(Beginning of RECORDS SUPPLIED)

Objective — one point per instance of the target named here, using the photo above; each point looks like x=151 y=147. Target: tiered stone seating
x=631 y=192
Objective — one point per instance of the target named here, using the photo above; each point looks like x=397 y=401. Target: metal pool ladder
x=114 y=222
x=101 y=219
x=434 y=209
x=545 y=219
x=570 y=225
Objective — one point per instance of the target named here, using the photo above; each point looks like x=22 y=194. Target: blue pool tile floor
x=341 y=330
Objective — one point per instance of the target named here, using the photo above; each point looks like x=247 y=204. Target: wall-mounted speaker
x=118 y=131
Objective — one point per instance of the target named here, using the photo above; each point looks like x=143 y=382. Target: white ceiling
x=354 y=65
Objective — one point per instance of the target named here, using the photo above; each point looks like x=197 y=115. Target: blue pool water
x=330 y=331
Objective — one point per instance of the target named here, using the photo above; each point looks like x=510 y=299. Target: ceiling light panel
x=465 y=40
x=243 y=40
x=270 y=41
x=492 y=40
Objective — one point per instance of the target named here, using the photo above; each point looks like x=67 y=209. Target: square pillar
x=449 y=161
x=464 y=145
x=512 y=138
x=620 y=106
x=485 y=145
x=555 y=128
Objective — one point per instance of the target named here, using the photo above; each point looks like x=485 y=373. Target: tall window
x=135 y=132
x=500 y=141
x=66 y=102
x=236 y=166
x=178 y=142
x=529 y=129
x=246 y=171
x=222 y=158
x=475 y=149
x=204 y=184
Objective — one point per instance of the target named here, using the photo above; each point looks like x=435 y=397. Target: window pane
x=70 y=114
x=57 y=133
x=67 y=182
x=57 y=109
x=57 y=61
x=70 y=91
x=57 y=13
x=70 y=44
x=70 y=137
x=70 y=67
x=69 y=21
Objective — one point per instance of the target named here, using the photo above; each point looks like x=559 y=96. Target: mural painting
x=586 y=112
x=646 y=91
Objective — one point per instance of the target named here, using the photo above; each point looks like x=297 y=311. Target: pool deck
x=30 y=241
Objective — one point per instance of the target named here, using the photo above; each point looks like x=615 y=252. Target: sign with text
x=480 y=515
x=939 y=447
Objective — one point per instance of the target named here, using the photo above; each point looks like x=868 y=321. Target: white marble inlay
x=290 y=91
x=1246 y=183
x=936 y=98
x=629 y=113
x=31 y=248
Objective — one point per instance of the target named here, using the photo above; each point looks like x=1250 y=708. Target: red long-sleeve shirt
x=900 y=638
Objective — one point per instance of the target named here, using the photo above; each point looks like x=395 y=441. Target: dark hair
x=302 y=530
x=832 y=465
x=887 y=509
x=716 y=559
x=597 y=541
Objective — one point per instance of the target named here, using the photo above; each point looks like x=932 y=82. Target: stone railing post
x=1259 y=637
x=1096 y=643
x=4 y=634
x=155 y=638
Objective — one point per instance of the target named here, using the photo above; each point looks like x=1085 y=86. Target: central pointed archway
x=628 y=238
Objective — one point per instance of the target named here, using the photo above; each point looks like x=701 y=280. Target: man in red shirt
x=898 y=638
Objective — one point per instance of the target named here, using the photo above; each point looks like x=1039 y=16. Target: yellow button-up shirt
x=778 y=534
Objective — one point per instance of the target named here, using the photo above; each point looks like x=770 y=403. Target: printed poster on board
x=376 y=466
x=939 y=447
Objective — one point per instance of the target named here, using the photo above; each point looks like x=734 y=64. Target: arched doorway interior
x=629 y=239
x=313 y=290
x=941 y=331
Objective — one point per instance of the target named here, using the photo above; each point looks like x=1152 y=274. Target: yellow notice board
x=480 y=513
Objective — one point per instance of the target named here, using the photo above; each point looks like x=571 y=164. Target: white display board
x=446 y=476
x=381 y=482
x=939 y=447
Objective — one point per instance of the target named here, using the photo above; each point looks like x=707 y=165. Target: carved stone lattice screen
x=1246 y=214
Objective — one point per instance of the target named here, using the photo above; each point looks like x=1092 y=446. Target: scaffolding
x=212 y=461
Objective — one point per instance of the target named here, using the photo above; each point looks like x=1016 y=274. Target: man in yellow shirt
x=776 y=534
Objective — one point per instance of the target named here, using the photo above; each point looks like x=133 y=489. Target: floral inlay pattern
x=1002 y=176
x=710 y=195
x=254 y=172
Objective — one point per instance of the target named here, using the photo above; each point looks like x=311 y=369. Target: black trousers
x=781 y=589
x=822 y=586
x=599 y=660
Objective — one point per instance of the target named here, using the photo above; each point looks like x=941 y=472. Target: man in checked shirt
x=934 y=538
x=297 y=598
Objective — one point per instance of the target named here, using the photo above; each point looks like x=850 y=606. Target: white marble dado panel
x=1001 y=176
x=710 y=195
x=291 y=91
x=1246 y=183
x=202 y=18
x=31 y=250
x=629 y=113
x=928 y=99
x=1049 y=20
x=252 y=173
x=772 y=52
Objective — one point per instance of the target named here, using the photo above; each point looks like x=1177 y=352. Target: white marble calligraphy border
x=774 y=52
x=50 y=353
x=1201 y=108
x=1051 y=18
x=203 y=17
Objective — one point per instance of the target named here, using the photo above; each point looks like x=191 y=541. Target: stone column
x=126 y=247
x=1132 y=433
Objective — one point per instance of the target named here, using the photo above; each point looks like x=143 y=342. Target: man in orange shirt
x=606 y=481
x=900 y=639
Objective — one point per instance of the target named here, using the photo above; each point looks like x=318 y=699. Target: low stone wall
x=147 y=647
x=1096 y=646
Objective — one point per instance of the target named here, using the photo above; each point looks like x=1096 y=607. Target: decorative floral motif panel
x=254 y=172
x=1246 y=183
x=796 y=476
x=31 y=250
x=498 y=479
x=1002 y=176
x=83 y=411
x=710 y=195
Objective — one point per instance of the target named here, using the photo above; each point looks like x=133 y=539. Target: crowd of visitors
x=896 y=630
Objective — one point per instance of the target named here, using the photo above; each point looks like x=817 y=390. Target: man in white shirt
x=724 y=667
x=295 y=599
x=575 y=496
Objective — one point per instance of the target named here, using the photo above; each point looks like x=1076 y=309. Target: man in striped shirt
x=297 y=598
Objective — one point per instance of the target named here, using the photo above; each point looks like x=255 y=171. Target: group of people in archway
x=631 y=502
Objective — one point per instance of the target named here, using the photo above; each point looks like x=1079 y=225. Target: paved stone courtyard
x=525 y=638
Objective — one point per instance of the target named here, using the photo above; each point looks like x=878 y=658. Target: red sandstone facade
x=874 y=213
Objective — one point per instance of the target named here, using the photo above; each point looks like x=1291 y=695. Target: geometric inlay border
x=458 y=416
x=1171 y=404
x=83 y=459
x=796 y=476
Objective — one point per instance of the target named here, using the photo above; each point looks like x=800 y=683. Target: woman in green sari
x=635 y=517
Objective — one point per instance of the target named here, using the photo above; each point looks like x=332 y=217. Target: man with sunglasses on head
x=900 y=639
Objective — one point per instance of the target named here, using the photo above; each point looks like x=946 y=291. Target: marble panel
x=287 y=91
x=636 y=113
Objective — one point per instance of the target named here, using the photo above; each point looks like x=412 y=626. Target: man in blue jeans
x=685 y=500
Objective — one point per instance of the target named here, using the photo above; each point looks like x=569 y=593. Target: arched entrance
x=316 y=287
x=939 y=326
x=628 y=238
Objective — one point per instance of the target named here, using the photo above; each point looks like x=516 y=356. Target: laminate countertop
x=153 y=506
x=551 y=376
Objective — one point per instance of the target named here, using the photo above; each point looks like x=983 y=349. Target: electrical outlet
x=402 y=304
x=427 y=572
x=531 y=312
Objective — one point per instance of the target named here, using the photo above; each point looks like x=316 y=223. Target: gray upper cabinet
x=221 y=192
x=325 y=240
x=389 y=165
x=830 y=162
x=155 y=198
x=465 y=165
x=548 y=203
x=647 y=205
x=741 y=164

(End of RECORDS SUPPLIED)

▸ **WORK REQUEST**:
Faithfully reproduce all of the material.

▸ **SOLUTION**:
Objective — one point per instance of the target named here, using the photo above; each point looks like x=151 y=147. Target: tiered stone seating
x=631 y=192
Objective — one point per instance of the target named here, using the photo above; each point looks like x=397 y=401. Target: metal pool ladder
x=114 y=222
x=101 y=219
x=434 y=209
x=545 y=219
x=570 y=225
Objective — one point per instance of the target named here, using the photo above; each point looks like x=22 y=194. Target: blue pool tile floor
x=341 y=330
Objective — one point per instance of the target named here, using the photo above; each point looks like x=247 y=204. Target: wall-mounted speaker
x=118 y=131
Objective — one point per instance of the target named here, using the photo above; each point looks like x=143 y=382. Target: white ceiling
x=354 y=65
Objective — one point per instance of the target named here, using the photo above; each point looks like x=197 y=115. Target: blue pool water
x=330 y=331
Objective — one point per instance of the target named here, using the photo above; each point looks like x=510 y=299. Target: ceiling light panel
x=465 y=40
x=243 y=40
x=270 y=41
x=492 y=40
Objective — one point per instance of the target named here, using the photo above; each point looks like x=67 y=209. Target: square pillar
x=449 y=161
x=464 y=145
x=512 y=138
x=620 y=106
x=485 y=145
x=555 y=128
Objective — one point per instance of the target named here, using the photo above; each point looks like x=485 y=373. Target: tall window
x=135 y=132
x=500 y=141
x=66 y=102
x=236 y=166
x=178 y=142
x=529 y=129
x=246 y=171
x=222 y=158
x=475 y=149
x=204 y=184
Objective — one point per instance of the target named here, using the photo above; each point looks like x=435 y=397. Target: window pane
x=70 y=114
x=57 y=133
x=67 y=182
x=57 y=109
x=57 y=61
x=70 y=91
x=57 y=13
x=70 y=44
x=70 y=137
x=70 y=67
x=69 y=21
Objective — one point per instance of the target named here, using the photo above; each point looks like x=559 y=96. Target: mural painting
x=586 y=112
x=646 y=91
Objective — one point per instance of the target named here, using the photo above; each point looks like x=297 y=311. Target: pool deck
x=30 y=241
Objective — one point per instance of the target named here, using the photo above; each point looks like x=615 y=252. Target: sign with text
x=480 y=515
x=939 y=447
Objective — one point per instance of the target named here, using the photo above; each point looks like x=868 y=321. Target: white marble inlay
x=290 y=91
x=1246 y=183
x=936 y=98
x=629 y=113
x=31 y=248
Objective — one point per instance of the target named here, using the photo above; each point looks like x=1250 y=708. Target: red long-sleeve shirt
x=900 y=638
Objective — one point per instance of the target named here, using the photo above; each point looks like x=395 y=441. Target: dark hair
x=302 y=530
x=832 y=465
x=887 y=509
x=716 y=559
x=597 y=541
Objective — one point per instance of the target named here, using the photo above; each point looks like x=932 y=82. Target: stone railing post
x=1259 y=637
x=1096 y=643
x=4 y=634
x=155 y=638
Objective — one point per instance of the target named here, using the photo above; each point looks like x=1085 y=86. Target: central pointed archway
x=628 y=238
Objective — one point per instance of the target named here, using the photo above; each point looks like x=701 y=280. Target: man in red shirt
x=898 y=638
Objective — one point per instance of the target named here, using the photo above; each point looks like x=1039 y=16. Target: yellow button-up shirt
x=778 y=534
Objective — one point per instance of the target named here, using the photo above; each point looks like x=770 y=403. Target: printed poster on board
x=376 y=466
x=939 y=447
Objective — one point per instance of the target named here, using the photo above; each point looks like x=734 y=64. Target: arched doorway interior
x=629 y=239
x=313 y=290
x=941 y=331
Objective — one point per instance of the target named here, using the photo above; each point looks like x=1152 y=274. Target: yellow notice board
x=480 y=513
Objective — one point per instance of the target named here, using the photo above; each point looks like x=571 y=164. Target: white display board
x=446 y=476
x=381 y=482
x=939 y=447
Objective — one point per instance of the target named here, using the photo above; each point looks like x=707 y=165. Target: carved stone lattice screen
x=1246 y=214
Objective — one point per instance of the target named here, using the photo above; each point looks like x=1092 y=446. Target: scaffolding
x=212 y=461
Objective — one point per instance of the target named here, using the photo above; each point looks like x=1016 y=274. Target: man in yellow shirt
x=776 y=534
Objective — one point per instance of the target named here, using the photo above; each point looks like x=133 y=489. Target: floral inlay pattern
x=1002 y=176
x=710 y=195
x=254 y=172
Objective — one point per instance of the target named here, using the photo above; each point looks like x=311 y=369. Target: black trousers
x=781 y=589
x=822 y=586
x=599 y=660
Objective — one point per instance of the target named here, using the photo above; each point looks like x=941 y=472. Target: man in checked shirt
x=934 y=538
x=297 y=598
Objective — one point per instance of the target named here, using the photo above; each point looks like x=850 y=606. Target: white marble dado panel
x=1001 y=176
x=710 y=195
x=291 y=91
x=1246 y=183
x=202 y=18
x=31 y=250
x=629 y=113
x=928 y=99
x=1049 y=20
x=252 y=173
x=772 y=52
Objective — one point per instance of the target named here, using the photo above; each point looks like x=1177 y=352. Target: white marble calligraphy border
x=774 y=52
x=50 y=353
x=1201 y=108
x=1051 y=18
x=203 y=17
Objective — one point per instance of the target named here, using the photo above; each point looks like x=191 y=541. Target: stone column
x=126 y=247
x=1132 y=433
Objective — one point per instance of the target named here, using the photo above; each point looks like x=143 y=342. Target: man in orange shirt
x=606 y=481
x=900 y=639
Objective — one point per instance of the target named here, using the photo above; each point looks like x=318 y=699. Target: low stone wall
x=147 y=647
x=1096 y=646
Objective — one point per instance of the target named here, using the photo above; each point looks like x=1096 y=607. Target: decorative floral motif panel
x=254 y=172
x=1246 y=183
x=796 y=476
x=31 y=250
x=498 y=479
x=1002 y=176
x=83 y=411
x=710 y=195
Objective — one point per instance of the target named here, using the photo above; each point looks like x=133 y=539. Target: crowd of visitors
x=896 y=630
Objective — one point per instance of the target named here, using the photo above; each point looks like x=817 y=390. Target: man in white shirt
x=724 y=667
x=295 y=599
x=575 y=496
Objective — one point per instance of the target named here, using the photo above; each point looks like x=1076 y=309. Target: man in striped shirt
x=297 y=598
Objective — one point per instance of the target named here, using the photo above; each point looks like x=255 y=171. Target: group of people in archway
x=631 y=502
Objective — one point per instance of the target named here, using the photo above; each point looks like x=1079 y=225. Target: paved stone courtyard
x=525 y=638
Objective — one point per instance of the target named here, using the photo above; each point looks like x=878 y=658. Target: red sandstone facade
x=874 y=213
Objective — one point per instance of the target named here, using the photo above; each point looks like x=1291 y=695. Target: geometric inlay border
x=458 y=416
x=1171 y=404
x=83 y=459
x=796 y=476
Objective — one point per instance of the target named here, using the photo above; each point looks like x=800 y=683. Target: woman in green sari
x=635 y=517
Objective — one point per instance of the target named here, using the photo above; each point looks like x=332 y=217. Target: man with sunglasses on head
x=900 y=639
Objective — one point per instance of the target named here, using the photo above; each point looks like x=946 y=291. Target: marble panel
x=287 y=91
x=636 y=113
Objective — one point per instance of the target named here, using the photo above; each point looks like x=412 y=626. Target: man in blue jeans
x=685 y=500
Objective — one point per instance of the target named here, using the photo above; each point looks like x=569 y=593. Target: arched entrance
x=316 y=287
x=939 y=326
x=628 y=238
Objective — one point per instance of the target named here, using the photo above; each point looks like x=516 y=356. Target: laminate countertop
x=153 y=506
x=551 y=376
Objective — one point per instance of the target named here, using the photo above; each point looks like x=983 y=349. Target: electrical outlet
x=402 y=304
x=427 y=572
x=531 y=312
Objective — one point per instance of the target named here, using the photo above; each point looks like x=316 y=223. Target: gray upper cabinet
x=221 y=192
x=325 y=240
x=389 y=165
x=830 y=162
x=155 y=198
x=465 y=165
x=548 y=203
x=647 y=205
x=741 y=164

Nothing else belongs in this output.